EXERCISE DESCRIPTION
Output the line that contains "Tag each instance of the cap", then every line beneath it through the end of the records, exactly as given and with no other lines.

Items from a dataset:
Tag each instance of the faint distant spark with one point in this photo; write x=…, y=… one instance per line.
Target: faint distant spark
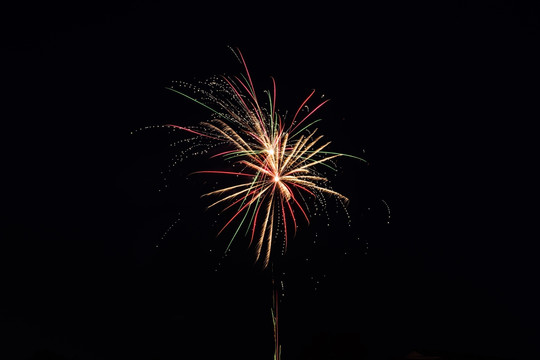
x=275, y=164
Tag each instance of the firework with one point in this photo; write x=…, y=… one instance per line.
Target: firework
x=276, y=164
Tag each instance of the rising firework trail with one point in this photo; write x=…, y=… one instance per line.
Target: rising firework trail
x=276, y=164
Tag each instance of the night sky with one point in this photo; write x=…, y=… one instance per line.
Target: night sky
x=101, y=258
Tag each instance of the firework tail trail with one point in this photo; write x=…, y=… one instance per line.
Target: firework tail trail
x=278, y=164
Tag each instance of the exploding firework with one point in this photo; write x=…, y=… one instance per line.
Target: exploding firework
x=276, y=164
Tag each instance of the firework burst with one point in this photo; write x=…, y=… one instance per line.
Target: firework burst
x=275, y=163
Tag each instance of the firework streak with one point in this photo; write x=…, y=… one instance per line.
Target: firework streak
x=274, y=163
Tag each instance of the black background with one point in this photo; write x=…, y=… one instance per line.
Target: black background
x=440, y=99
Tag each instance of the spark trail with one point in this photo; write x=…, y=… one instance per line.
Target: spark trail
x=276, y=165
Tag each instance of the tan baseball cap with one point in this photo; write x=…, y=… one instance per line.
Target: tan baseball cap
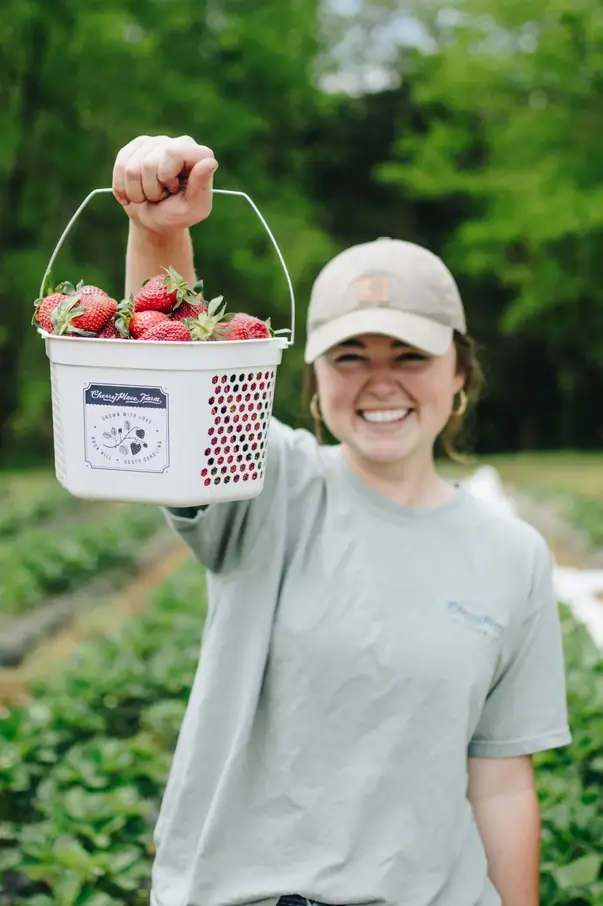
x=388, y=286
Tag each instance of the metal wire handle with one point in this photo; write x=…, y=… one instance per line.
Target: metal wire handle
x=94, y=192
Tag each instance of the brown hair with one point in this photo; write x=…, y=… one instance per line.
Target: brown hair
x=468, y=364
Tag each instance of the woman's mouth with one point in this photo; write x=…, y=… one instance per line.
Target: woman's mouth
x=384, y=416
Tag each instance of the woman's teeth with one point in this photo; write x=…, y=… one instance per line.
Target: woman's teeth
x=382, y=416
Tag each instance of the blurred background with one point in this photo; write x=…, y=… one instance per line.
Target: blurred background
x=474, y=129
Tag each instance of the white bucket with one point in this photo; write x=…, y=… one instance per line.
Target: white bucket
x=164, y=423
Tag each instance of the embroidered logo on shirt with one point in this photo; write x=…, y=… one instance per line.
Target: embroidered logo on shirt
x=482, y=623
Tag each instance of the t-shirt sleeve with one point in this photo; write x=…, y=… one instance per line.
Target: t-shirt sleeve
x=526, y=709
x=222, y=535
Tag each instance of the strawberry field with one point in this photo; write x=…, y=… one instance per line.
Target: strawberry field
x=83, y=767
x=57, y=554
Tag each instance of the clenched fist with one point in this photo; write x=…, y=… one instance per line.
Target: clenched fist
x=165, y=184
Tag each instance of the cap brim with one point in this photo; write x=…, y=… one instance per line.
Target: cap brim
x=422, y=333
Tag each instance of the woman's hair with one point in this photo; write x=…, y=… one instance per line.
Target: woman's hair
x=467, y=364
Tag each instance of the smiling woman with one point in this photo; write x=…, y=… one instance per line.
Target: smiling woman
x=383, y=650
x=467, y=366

SOLUTION TO THIS EXERCISE
Tag each instance of the cap brim with one point in this photo; write x=…, y=… one instance per line.
Target: cap brim
x=422, y=333
Tag each instance of the woman's hair with one point in this photo; write x=…, y=… one instance per line.
Target: woman's hair
x=467, y=364
Tag each instance of the smiling woman with one point in this photo; write x=…, y=… one instance per line.
Target: smiling woman
x=383, y=650
x=467, y=366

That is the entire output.